> _Page excerpt_

2025/26 Undergraduate Module Catalogue

LING2065 Data Science for Linguists

20 Credits Class Size: 18

Module manager: Cecile De Cat
Email: c.decat@leeds.ac.uk

Taught: Semester 1 (Sep to Jan) View Timetable

Year running 2025/26

Pre-requisite qualifications

MODL1060 or equivalent introductory linguistics module

Pre-requisites

MODL1060 Language: Structure and Sound

This module is approved as a discovery module

Module summary

This module aims to equip you with the knowledge and skills required to address the following questions: What kinds of data inform linguistic research? How are these generated? How can we transform, visualise, and analyse these data to identify interesting patterns, and thereby gain a deeper understanding of the information contained in the data? Through demonstrations and hands-on activities using linguistic data, you will learn the basics of data manipulation and analysis. Please note this is an optional module and runs subject to enrolments. If a low number of students choose this module, then the module may not run and you may be asked to choose another module.

Objectives

In this module students will learn:

- to navigate the IT environment required to work with electronic data. This will include organising data, setting up folder structures, and being able to use R, a versatile tool which is freely downloadable, very widely used, and very well supported by a large community of data scientists across the world.
- to understand the different types of data one can encounter in linguistic research. This will include understanding the different types of variables that are used in statistics.
- to prepare data to make it suitable for analysis. This includes data cleaning, reorganisation, and transformation.
- to describe a dataset so it is properly documented.
- to visualise data and understand how it is distributed.
- to understand how variables can relate with each other; to be able to visualise and interpret different types of relationship between variables.
- to estimate whether a difference observed visually is statistically meaningful, on the basis of statistical model summaries.

In classes, you will be guided through demonstrations and practical exercises based on linguistic datasets (e.g., experimental data, corpus data, questionnaire data). The demonstrations and exercises will be done in R.

> _Entries supplied_

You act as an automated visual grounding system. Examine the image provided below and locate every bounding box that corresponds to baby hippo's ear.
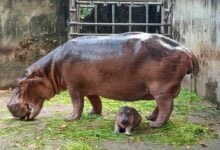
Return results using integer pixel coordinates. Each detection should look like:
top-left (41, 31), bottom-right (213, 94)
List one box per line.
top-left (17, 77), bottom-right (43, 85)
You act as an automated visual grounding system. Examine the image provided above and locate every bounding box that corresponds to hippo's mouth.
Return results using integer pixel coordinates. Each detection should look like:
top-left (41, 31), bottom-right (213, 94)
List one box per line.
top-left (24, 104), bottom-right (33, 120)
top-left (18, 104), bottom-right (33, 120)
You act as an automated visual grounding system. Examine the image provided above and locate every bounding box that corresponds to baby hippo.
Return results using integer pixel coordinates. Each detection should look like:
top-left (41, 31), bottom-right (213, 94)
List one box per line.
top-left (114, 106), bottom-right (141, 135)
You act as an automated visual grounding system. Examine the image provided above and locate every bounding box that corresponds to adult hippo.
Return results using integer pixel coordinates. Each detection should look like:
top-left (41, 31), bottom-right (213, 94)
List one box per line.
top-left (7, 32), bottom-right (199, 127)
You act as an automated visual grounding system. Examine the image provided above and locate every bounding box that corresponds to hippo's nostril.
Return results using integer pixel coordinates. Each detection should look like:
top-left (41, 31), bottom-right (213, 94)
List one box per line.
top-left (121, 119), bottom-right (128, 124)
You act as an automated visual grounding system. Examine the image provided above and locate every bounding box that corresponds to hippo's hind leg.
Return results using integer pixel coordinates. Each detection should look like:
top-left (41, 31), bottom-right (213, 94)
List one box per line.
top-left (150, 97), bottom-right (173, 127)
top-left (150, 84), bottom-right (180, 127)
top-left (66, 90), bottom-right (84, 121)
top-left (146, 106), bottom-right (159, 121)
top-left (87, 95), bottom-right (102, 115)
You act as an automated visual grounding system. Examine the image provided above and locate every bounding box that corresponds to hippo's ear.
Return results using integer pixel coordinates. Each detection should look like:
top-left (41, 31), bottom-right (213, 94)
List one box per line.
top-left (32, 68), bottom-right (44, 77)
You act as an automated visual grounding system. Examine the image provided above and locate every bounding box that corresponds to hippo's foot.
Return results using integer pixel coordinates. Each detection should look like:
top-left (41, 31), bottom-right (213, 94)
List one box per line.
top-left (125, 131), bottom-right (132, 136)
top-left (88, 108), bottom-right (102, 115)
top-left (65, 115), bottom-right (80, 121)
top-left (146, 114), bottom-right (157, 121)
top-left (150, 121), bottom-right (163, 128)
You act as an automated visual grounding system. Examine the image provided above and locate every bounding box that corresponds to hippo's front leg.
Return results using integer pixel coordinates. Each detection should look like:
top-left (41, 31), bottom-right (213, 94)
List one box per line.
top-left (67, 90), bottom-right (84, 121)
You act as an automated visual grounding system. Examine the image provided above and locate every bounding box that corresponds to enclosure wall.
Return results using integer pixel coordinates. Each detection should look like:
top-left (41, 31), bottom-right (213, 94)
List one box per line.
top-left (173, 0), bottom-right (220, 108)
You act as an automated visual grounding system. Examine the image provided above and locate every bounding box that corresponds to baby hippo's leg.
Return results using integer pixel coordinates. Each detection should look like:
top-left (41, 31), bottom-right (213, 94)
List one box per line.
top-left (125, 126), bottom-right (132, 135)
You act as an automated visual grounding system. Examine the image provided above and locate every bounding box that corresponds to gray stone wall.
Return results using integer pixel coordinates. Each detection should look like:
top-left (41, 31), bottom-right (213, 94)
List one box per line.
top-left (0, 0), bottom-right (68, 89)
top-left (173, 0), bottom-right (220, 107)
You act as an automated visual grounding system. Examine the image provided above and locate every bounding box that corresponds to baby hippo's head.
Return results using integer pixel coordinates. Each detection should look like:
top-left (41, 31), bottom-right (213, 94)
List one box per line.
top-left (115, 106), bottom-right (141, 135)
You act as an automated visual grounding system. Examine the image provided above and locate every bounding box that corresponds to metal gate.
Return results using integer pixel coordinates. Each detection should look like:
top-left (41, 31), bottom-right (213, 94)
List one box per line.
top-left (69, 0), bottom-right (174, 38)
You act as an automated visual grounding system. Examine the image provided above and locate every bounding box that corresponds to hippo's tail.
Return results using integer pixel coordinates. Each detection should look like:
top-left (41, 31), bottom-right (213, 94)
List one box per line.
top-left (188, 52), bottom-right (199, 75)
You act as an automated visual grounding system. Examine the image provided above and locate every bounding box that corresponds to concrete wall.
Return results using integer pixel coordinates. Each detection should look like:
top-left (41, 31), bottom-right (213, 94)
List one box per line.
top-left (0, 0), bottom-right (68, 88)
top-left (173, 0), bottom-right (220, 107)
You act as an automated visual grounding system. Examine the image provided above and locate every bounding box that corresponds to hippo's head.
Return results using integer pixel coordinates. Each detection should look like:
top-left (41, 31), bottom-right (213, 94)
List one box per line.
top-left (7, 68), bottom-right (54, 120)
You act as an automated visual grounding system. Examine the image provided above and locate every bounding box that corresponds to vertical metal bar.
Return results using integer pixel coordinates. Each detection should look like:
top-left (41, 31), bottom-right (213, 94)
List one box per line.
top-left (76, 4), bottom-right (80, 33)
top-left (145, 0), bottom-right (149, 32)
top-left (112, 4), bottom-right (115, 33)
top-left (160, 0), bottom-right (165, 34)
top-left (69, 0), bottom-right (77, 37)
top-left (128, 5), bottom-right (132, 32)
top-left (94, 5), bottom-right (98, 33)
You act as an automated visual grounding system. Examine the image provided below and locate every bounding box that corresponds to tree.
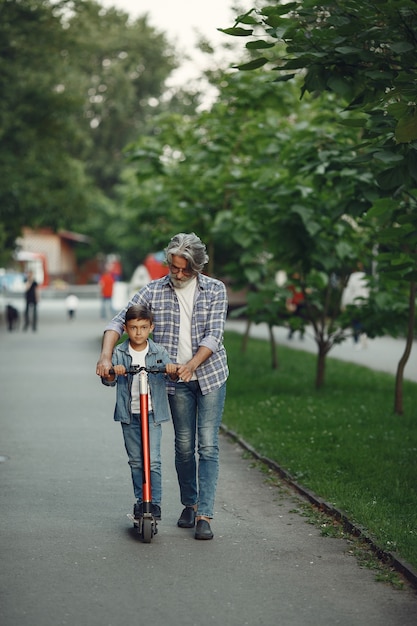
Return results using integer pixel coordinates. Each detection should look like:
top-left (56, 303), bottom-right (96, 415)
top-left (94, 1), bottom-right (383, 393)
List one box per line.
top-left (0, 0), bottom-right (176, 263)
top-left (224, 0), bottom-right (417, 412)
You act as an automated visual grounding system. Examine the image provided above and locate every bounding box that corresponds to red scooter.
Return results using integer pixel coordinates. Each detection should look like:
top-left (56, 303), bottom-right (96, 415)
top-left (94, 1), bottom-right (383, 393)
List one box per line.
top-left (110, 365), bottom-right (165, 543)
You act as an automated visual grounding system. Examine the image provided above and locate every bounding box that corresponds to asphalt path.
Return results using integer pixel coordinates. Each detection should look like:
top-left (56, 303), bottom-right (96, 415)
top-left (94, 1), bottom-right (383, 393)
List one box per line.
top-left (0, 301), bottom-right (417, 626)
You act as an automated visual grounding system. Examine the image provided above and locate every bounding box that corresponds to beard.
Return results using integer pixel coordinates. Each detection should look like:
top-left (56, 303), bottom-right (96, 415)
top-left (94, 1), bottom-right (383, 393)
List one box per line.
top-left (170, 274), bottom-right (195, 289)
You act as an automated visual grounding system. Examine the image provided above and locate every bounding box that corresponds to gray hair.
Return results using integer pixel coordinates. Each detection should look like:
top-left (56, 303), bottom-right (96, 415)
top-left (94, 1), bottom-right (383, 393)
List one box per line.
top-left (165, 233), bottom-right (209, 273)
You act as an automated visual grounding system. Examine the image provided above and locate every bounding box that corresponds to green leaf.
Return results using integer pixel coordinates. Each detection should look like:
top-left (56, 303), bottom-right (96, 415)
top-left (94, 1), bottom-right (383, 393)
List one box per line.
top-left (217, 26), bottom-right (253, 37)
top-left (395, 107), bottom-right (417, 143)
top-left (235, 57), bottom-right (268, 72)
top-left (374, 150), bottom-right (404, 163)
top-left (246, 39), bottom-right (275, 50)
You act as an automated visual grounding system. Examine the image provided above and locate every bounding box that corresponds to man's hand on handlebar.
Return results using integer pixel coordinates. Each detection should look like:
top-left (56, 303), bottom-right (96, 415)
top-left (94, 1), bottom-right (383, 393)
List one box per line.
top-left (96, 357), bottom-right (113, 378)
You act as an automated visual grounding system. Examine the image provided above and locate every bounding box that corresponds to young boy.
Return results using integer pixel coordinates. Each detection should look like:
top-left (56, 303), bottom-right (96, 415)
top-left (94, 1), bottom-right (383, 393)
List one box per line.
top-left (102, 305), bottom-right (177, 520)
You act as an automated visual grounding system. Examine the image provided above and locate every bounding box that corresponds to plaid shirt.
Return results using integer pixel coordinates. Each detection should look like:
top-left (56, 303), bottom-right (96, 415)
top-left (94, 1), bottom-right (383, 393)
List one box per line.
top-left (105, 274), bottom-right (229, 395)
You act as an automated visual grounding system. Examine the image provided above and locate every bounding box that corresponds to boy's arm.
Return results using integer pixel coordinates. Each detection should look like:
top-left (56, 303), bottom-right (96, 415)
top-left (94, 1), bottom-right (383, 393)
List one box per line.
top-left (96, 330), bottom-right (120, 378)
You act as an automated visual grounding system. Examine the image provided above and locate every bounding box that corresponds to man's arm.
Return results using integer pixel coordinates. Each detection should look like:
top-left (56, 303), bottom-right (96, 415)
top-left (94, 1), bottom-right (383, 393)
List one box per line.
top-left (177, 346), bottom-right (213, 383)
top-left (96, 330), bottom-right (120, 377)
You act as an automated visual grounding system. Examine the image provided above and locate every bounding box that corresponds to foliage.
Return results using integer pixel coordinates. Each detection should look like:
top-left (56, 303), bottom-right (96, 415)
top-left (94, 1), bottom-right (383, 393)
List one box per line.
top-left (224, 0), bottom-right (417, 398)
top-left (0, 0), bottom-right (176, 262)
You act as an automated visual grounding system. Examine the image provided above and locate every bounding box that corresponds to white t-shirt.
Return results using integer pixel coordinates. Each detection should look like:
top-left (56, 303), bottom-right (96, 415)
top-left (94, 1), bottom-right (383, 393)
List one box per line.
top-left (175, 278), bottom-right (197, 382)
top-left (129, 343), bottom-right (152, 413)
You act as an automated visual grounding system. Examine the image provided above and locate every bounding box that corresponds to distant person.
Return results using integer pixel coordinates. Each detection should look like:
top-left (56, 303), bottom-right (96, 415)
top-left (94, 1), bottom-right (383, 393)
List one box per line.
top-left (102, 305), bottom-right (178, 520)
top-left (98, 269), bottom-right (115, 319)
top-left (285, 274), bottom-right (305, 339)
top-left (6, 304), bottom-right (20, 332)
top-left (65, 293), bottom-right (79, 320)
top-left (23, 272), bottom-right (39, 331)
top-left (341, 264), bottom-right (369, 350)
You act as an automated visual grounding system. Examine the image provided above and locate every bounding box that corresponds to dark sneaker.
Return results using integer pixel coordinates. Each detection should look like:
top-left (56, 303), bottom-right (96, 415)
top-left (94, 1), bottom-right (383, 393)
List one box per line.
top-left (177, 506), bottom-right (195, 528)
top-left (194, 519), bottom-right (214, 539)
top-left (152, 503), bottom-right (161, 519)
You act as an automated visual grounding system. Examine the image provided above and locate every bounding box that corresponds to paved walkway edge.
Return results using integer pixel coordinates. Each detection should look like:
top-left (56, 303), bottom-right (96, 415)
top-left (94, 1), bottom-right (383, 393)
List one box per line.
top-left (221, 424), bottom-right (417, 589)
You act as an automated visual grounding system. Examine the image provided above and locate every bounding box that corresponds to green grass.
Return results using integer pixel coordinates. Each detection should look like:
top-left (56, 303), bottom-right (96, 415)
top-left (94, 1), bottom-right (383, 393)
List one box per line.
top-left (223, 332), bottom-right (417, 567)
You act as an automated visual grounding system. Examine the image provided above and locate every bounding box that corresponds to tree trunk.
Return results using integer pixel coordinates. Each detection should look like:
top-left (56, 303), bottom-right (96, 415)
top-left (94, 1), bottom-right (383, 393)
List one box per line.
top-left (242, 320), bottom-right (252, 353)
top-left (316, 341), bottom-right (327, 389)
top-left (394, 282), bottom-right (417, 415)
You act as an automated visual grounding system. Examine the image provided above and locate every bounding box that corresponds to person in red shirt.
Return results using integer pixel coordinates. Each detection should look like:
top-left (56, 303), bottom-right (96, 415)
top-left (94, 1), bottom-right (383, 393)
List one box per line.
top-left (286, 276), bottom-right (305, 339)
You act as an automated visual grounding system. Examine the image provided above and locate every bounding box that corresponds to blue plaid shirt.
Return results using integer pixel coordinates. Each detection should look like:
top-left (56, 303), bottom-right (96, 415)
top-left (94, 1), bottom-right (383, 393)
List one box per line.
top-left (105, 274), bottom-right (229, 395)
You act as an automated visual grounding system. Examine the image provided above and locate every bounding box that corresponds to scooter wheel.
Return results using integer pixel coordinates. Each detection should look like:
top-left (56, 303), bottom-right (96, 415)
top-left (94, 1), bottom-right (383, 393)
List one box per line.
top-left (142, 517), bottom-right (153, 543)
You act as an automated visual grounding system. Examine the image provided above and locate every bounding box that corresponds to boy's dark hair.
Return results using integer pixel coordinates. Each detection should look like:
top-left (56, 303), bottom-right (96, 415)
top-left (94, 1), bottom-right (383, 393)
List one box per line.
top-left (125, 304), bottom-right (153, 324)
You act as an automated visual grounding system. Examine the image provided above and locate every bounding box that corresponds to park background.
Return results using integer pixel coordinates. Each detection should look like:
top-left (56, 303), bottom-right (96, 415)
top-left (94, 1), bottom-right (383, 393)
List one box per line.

> _Work to complete_
A - According to the module catalogue entry above, why might a student who picks this module be asked to choose another one? Answer in one to three sentences.
B - Answer these questions from the module catalogue entry above:
(i) How many credits is the module worth?
(ii) In which semester is it taught?
(iii) What is the full title of the pre-requisite module MODL1060?
C - Retype the part of the module catalogue entry above that starts with "- to prepare" and runs through "it is distributed.".

> _Task-by-task outputs_
A - The module is optional and runs only if enough students enroll. If few students choose it, it may not run, and those students may be asked to pick another module.

B -
(i) 20 credits
(ii) Semester 1 (Sep to Jan)
(iii) Language: Structure and Sound

C -
- to prepare data to make it suitable for analysis. This includes data cleaning, reorganisation, and transformation.
- to describe a dataset so it is properly documented.
- to visualise data and understand how it is distributed.